** START **

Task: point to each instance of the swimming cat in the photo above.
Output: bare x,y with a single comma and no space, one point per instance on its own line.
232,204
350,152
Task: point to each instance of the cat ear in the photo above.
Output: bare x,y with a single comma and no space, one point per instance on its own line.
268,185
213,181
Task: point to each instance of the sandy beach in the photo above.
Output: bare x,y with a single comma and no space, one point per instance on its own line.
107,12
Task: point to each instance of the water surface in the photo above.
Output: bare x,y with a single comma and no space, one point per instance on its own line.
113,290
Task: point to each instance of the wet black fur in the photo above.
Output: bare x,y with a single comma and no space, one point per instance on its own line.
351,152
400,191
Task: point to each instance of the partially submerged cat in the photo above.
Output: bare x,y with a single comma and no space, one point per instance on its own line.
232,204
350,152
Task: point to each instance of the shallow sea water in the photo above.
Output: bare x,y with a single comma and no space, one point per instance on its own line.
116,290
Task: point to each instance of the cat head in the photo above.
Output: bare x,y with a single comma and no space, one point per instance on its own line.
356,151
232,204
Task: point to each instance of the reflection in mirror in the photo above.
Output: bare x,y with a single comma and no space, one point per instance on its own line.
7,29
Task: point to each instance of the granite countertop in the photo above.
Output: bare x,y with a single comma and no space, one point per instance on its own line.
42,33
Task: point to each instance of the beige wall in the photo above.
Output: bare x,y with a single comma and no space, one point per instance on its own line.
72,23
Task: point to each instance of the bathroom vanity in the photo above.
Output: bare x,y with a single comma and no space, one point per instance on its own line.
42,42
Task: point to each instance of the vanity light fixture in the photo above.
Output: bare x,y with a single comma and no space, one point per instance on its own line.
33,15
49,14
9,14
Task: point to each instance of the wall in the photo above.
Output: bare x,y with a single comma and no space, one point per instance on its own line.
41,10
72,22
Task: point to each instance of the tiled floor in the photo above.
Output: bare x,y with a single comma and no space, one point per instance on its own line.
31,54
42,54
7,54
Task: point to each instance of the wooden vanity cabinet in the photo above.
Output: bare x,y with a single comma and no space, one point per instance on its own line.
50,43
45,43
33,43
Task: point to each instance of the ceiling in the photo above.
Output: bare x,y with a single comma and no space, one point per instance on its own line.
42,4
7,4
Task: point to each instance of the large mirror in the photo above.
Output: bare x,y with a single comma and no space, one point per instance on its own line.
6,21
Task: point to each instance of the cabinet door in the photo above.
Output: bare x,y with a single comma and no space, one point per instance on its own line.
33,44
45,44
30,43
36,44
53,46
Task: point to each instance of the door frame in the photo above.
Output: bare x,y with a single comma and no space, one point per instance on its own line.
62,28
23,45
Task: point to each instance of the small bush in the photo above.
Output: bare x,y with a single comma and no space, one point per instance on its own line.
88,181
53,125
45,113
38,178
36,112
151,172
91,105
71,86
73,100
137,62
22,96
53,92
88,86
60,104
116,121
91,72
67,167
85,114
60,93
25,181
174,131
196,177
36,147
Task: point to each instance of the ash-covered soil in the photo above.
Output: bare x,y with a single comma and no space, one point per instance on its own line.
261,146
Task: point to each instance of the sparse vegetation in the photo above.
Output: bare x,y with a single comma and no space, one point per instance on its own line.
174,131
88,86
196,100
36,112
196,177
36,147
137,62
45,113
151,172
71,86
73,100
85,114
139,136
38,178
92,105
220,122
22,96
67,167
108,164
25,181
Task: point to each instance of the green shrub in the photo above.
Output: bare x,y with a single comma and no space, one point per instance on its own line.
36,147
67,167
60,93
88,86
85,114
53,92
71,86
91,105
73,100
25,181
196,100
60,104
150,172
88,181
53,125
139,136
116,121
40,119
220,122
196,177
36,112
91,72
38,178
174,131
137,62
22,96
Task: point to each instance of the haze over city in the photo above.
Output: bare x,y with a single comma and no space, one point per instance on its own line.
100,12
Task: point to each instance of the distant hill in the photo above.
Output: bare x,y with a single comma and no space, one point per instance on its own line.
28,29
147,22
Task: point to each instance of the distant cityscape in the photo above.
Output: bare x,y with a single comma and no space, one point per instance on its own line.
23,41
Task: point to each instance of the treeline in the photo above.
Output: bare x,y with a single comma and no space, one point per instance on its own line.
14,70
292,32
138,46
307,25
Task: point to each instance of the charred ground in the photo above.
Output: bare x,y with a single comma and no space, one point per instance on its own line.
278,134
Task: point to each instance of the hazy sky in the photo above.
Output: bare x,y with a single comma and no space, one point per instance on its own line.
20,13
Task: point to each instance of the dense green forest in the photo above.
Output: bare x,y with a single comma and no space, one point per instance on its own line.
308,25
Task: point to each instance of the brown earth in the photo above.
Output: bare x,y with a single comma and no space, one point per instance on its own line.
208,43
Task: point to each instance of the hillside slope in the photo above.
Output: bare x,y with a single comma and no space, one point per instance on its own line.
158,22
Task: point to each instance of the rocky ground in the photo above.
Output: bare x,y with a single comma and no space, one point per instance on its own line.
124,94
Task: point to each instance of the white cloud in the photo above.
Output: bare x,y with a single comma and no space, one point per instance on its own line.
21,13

** END **

**YOUR INSTRUCTIONS:** Copy out the material word for word and line for line.

**WORKED SOLUTION:**
Task: point to each instance of the swimming cat in the photo above.
Output: bare x,y with a single comma and no space, one point per instance on its own line.
232,204
350,152
Task: point to each instance of the cat ear in the photo above.
Output: bare x,y with a single comma and no space, one point per instance on its own line.
268,185
213,181
Task: point to each instance of the sandy beach in the photo above.
Output: bare x,y with a single comma and no space, one point per instance on its own line.
107,12
Task: point to each instance of the water surface in the photo above.
Output: bare x,y with a single comma and no space, one point per instance on its own line.
113,290
Task: point to each instance of the wet black fur in the photo above.
Output: bare x,y with a single comma and no space, one point per instance on its own line.
351,152
400,191
Task: point to each instance of the partially submerged cat in the photo above.
Output: bare x,y with a single comma and no space, one point per instance on its own line.
232,204
350,152
Task: point to each instance of the shallow sea water in the photo above.
Output: bare x,y with a single comma and no space, one point per instance on its own line.
116,290
Task: point to each instance of the cat head in the photo above.
Output: bare x,y with a single comma and no space, one point per instance on its own line.
356,151
232,204
Task: point to each instance of the reflection in mirror in the photo above.
Output: bare x,y with a single comma and no space, one point per instance on its own line.
7,29
Task: point to each instance of the granite countertop in the photo above.
Output: bare x,y with a single comma and no space, one point per instance on its own line.
42,33
Task: point to each instance of the beige wall in the photo above.
Output: bare x,y with a single comma and no space, one point per instance on its own line.
72,23
Task: point to each instance of the bathroom vanity in the photo above.
Output: bare x,y with a single comma and no space, one point per instance on its own line.
42,42
Task: point to each instance of the vanity light fixture in the photo above.
Output: bare x,y with a single comma and no space, one point per instance on its own line.
33,15
49,14
9,14
Task: point to each instance of the wall in the photo above.
Output: bare x,y with a single comma and no space, one point per instance on its own line.
41,10
72,22
Task: point to each instance of the tiled floor in the photo above.
Output: bare x,y with a single comma and no space, one point per instance on its own line.
31,54
42,54
7,54
Task: point to each instance of the wooden vanity cabinet in the photo above.
Output: bare x,y with a single comma and no space, one point per instance on its own line.
50,43
45,43
33,43
Task: point to each instance of the ceiling in the photo above.
Output: bare x,y with a single comma and no space, one point per instance on its own line.
42,4
7,4
Task: point to each instance of the large mirror in the photo above.
Output: bare x,y with a single comma and no space, one point per instance on its own line.
6,21
Task: point to each instance of the cabinet door in the photo above.
Output: bare x,y with a single comma and no space, one point per instance on its own line.
33,44
45,44
30,43
36,44
53,46
Task: point to each instance of the door frame in the photo above.
Output: bare x,y with a single comma and no space, one point per instance on its own line.
62,28
23,45
Task: point to each instance of the small bush in the photo above.
Output: bare x,y with a single comma and no space, one point per instance on its own line.
88,181
53,125
45,113
38,178
36,112
151,172
91,105
71,86
73,100
137,62
22,96
53,92
88,86
60,104
116,121
91,72
67,167
85,114
60,93
25,181
174,131
196,177
36,147
Task: point to each instance of the ash-covered soil in the photo above.
Output: bare x,y with a single comma and no space, one point per instance on its own line.
261,146
Task: point to each instance of the sparse vegetation in the photo above.
Output: bare x,y with a single comma and no space, one point per instance on its own line.
174,131
88,86
196,100
36,112
196,177
36,147
137,62
45,113
151,172
71,86
73,100
85,114
139,136
38,178
92,105
220,122
22,96
67,167
108,164
25,181
Task: point to each instance of the green shrub in the photo above.
Output: bare x,y with a single comma and no space, one point per instance on its own line.
36,147
67,167
60,93
88,86
85,114
53,92
71,86
91,105
73,100
25,181
196,100
60,104
150,172
88,181
53,125
139,136
116,121
40,119
220,122
196,177
36,112
91,72
38,178
174,131
137,62
22,96
Task: point to each instance of the haze over city in the photo above.
Output: bare x,y with a single comma and no space, one point per instance on its own line.
100,12
Task: point to each instance of the distant hill in the photo above.
Output: bare x,y with a single comma and no space, one point per instance on its own line.
28,29
147,22
Task: point to each instance of the distant cityscape in the photo above.
Output: bare x,y with a single comma and no space, one point per instance on its own line.
23,41
Task: point to each instance of the treeline in the photo above.
Output: bare x,y with a single comma and no space, one point per instance on its own line.
14,70
292,32
138,46
307,25
Task: point to each instance of the charred ground in the photo above.
Output: bare x,y with a single comma and no space, one point per instance on its own line.
278,134
Task: point to each instance of the hazy sky in the photo above.
Output: bare x,y with a single comma and no space, one point per instance on its own line.
20,13
Task: point to each instance of the dense green forest in the photo above.
Output: bare x,y with a single comma and no space, one point per instance on its own line.
308,25
Task: point to each instance of the brown earth in the photo above.
Output: bare x,y with a single comma and no space, one point per instance on its own line.
208,43
Task: point to each instance of the hillside slope in the photo above.
Output: bare x,y with a single comma and no space, one point per instance on its own line.
158,22
Task: point to each instance of the rocky ground in the photo above.
Output: bare x,y with a single comma and no space, one point per instance on its own line.
124,94
Task: point to each instance of the white cloud in the photo above.
Output: bare x,y with a single comma and no space, one point per instance on its own line.
21,13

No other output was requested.